*What needs to be done*:
Reproduce the passage of the LLM evaluation talk description below starting at "Resources, links and" and ending at "LM Evaluation Harness.".

Doing LLM evaluation right is crucial, but very challenging! We'll cover the basics of how LLM evaluation can be performed, many (but not all) of the ways it can go wrong. We'll also discuss tools available to make life easier, including the LM Evaluation Harness, along with domain-specific use cases.
Resources, links and other info available here: https://parlance-labs.com/education/evals/schoelkopf.html
*00:00 Introduction to LLM Evaluation Deep Dive*
The complexities of LLM evaluation, including contributions from Eleuther AI to open-source AI and model evaluation, and the use and evolution of the LM Evaluation Harness.
*01:49 Scoring Challenges in LLM Evaluation*
The complexities of accurately scoring LLMs, particularly when evaluating natural language responses to factual queries, and the importance of robust evaluation techniques.
*05:35 Log-likelihood Evaluation*
Insights into log-likelihood evaluation techniques, generating next-word probabilities in sequence models, and how the autoregressive transformer architecture aids in training and evaluation, including practical aspects of using log-likelihoods.
*13:53 Multiple Choice Evaluation and Downstream Concern*
The benefits and limitations of multiple choice evaluations for LLMs, including their simplicity and cost-effectiveness compared to long-form generation, and the necessity of aligning evaluation strategies with practical use cases.
*18:46 Perplexity Evaluation*
Perplexity as a measure of model performance, the process for calculating perplexity, its utility and limitations, and how different tokenizers can impact model comparability.

*Material supplied*:

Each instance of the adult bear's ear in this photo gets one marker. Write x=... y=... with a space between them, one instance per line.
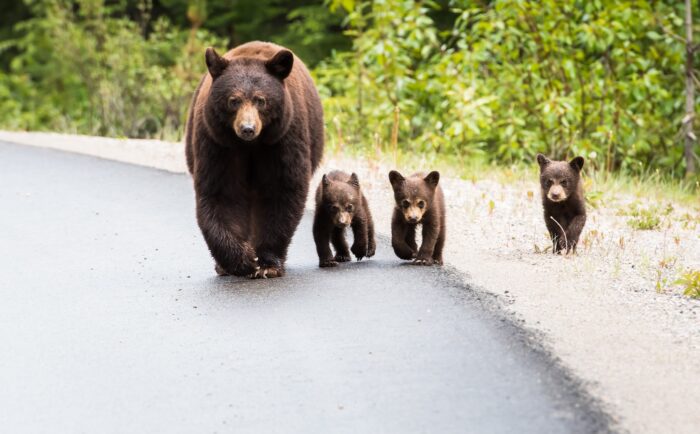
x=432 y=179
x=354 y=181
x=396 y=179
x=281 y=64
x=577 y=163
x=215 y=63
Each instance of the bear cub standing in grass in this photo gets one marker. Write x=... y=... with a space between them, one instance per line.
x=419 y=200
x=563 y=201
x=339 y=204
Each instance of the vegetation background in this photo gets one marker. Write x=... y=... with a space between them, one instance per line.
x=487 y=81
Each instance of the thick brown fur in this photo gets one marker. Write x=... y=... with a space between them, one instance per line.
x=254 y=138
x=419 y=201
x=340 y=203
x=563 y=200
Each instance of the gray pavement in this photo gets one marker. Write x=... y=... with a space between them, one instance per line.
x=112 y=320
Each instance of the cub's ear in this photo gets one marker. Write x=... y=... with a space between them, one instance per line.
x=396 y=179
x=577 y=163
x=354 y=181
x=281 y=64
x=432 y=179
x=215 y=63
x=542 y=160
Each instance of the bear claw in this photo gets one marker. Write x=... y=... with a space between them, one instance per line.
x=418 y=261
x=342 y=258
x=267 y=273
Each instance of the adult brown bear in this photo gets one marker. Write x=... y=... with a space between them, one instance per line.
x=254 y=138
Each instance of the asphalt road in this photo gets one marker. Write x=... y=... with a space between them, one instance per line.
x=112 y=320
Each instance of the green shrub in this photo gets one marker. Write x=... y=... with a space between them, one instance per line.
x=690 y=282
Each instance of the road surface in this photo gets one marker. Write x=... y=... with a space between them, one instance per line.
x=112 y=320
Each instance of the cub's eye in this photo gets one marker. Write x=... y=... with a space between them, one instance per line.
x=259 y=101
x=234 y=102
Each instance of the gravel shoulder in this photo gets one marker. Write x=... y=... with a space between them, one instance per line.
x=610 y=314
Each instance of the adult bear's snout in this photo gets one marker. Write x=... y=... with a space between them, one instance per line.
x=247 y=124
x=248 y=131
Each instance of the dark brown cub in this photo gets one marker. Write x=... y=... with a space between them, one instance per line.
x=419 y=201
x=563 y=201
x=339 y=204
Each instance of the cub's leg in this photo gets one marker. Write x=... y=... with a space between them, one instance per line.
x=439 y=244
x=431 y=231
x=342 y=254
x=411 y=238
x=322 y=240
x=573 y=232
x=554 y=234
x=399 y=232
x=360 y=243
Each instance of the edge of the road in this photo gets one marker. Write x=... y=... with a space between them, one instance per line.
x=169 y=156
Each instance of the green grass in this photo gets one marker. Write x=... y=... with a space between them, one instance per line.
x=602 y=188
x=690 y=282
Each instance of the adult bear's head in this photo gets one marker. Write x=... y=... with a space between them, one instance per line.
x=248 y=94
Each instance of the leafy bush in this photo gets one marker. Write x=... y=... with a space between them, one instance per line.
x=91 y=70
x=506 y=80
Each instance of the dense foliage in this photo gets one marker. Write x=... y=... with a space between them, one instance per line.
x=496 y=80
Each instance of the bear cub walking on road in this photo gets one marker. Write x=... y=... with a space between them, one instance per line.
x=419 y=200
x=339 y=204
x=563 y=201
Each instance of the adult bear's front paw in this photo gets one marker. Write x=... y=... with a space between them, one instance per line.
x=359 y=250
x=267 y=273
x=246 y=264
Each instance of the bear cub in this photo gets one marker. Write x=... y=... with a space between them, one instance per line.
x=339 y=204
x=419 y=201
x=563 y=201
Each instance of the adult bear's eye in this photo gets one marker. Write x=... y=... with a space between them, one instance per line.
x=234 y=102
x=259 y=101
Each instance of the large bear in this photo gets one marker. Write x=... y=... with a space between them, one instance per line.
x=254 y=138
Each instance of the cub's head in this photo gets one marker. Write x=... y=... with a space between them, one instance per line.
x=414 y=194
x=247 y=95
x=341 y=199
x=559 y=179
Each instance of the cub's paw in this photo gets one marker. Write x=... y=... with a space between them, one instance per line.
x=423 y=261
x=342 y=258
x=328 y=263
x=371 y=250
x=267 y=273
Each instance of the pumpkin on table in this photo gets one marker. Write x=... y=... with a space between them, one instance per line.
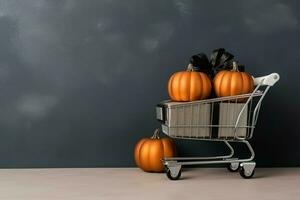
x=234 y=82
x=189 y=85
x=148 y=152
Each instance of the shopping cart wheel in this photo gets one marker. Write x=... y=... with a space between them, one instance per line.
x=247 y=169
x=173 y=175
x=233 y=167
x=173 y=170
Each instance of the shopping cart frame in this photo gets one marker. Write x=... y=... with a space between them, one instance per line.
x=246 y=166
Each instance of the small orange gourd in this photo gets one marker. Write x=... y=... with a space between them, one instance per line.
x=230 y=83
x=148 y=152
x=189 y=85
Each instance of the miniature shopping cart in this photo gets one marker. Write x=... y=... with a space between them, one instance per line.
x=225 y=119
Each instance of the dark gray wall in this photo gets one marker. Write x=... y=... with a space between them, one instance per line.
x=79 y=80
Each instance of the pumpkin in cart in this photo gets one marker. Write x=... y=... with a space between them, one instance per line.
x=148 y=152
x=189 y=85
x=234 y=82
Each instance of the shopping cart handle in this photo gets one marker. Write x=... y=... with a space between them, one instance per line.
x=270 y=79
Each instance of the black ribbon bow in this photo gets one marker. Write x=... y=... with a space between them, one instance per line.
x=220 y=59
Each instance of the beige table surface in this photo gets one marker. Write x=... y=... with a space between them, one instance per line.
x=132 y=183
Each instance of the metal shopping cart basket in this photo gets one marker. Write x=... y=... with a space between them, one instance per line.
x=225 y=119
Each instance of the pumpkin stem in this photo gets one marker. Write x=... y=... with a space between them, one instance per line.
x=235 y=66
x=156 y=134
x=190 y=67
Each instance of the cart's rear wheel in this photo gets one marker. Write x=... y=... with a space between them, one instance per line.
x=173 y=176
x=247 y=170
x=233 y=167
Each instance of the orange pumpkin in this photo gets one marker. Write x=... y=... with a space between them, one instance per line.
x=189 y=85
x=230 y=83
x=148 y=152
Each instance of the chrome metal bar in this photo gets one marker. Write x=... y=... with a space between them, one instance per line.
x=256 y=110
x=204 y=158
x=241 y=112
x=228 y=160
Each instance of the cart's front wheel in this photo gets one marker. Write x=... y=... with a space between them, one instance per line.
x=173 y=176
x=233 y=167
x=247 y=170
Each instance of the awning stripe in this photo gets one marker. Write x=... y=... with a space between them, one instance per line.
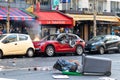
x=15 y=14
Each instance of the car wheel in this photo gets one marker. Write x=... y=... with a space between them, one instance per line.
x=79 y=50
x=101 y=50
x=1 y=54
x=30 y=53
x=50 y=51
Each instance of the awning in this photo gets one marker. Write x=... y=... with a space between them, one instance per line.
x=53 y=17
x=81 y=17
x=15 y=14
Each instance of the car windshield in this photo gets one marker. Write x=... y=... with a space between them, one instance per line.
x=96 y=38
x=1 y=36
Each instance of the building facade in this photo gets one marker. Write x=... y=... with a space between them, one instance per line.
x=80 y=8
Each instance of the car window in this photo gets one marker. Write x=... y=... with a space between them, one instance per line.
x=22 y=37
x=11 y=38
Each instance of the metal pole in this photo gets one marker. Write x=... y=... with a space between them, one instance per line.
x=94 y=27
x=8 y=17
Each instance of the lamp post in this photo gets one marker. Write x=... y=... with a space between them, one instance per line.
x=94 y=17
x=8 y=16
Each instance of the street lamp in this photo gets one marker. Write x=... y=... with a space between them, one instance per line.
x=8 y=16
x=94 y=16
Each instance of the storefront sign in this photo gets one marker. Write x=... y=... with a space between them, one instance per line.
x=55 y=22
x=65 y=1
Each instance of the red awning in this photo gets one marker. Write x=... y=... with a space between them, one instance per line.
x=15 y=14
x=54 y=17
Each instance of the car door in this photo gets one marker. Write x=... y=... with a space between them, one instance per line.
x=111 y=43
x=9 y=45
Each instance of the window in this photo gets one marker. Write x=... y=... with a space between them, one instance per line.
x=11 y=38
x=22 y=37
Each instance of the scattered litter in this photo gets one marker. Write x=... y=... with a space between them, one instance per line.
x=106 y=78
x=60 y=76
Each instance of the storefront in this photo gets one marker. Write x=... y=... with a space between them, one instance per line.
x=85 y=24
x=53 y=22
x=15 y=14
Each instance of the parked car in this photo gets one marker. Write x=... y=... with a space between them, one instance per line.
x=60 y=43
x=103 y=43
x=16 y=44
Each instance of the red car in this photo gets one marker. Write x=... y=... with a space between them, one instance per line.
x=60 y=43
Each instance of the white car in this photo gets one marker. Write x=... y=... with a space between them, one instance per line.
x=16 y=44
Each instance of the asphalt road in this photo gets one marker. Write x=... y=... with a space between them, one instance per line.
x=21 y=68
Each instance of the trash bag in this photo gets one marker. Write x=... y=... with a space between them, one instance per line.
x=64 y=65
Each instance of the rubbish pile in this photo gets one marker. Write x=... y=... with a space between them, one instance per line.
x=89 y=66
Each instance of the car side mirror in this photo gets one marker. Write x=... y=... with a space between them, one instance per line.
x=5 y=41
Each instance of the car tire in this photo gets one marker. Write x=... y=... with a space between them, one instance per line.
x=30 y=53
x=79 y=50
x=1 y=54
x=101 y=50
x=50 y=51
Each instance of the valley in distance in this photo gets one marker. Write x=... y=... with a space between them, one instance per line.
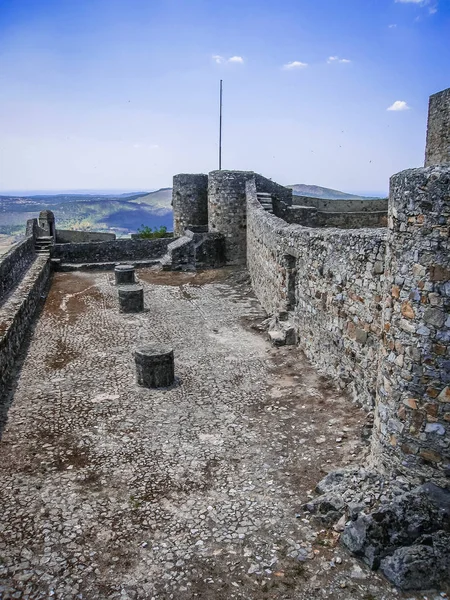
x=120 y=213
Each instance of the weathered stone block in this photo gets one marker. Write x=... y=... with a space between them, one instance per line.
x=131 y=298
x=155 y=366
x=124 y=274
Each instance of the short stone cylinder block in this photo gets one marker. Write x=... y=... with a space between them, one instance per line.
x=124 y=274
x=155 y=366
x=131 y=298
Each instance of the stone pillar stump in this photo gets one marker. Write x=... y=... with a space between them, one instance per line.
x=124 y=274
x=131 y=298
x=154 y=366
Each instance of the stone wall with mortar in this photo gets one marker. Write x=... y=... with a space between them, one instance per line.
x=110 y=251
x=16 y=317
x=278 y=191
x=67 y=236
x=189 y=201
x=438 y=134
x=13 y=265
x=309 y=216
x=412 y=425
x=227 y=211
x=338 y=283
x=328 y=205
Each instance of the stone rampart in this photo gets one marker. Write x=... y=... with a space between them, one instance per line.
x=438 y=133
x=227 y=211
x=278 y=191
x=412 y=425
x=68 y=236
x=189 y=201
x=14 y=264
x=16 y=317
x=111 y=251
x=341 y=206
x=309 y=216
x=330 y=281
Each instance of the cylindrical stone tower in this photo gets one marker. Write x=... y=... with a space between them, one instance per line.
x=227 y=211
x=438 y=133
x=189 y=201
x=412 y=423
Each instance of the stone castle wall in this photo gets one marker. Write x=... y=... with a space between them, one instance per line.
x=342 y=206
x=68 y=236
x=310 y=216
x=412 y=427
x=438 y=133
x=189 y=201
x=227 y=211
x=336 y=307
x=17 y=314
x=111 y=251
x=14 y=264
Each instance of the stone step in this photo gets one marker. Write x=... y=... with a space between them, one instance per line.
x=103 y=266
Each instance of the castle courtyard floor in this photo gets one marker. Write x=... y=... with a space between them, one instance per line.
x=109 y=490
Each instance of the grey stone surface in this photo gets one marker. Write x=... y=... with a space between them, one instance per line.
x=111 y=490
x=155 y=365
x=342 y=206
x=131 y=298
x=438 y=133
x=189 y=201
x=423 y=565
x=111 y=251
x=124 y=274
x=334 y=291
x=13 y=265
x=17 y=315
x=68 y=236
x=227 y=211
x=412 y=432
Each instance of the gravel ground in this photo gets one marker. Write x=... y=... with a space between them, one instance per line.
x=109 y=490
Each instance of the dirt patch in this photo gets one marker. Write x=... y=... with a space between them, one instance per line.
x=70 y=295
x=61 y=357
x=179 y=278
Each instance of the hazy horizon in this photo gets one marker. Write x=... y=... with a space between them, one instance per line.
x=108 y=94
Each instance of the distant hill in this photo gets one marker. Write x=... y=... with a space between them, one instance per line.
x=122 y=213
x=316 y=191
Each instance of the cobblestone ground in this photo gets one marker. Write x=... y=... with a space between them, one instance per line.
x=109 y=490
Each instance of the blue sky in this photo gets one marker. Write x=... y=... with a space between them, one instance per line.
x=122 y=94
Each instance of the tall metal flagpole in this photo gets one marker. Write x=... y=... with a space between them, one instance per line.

*Written answer*:
Resources, links and other info available here: https://parlance-labs.com/education/evals/schoelkopf.html
*00:00 Introduction to LLM Evaluation Deep Dive*
The complexities of LLM evaluation, including contributions from Eleuther AI to open-source AI and model evaluation, and the use and evolution of the LM Evaluation Harness.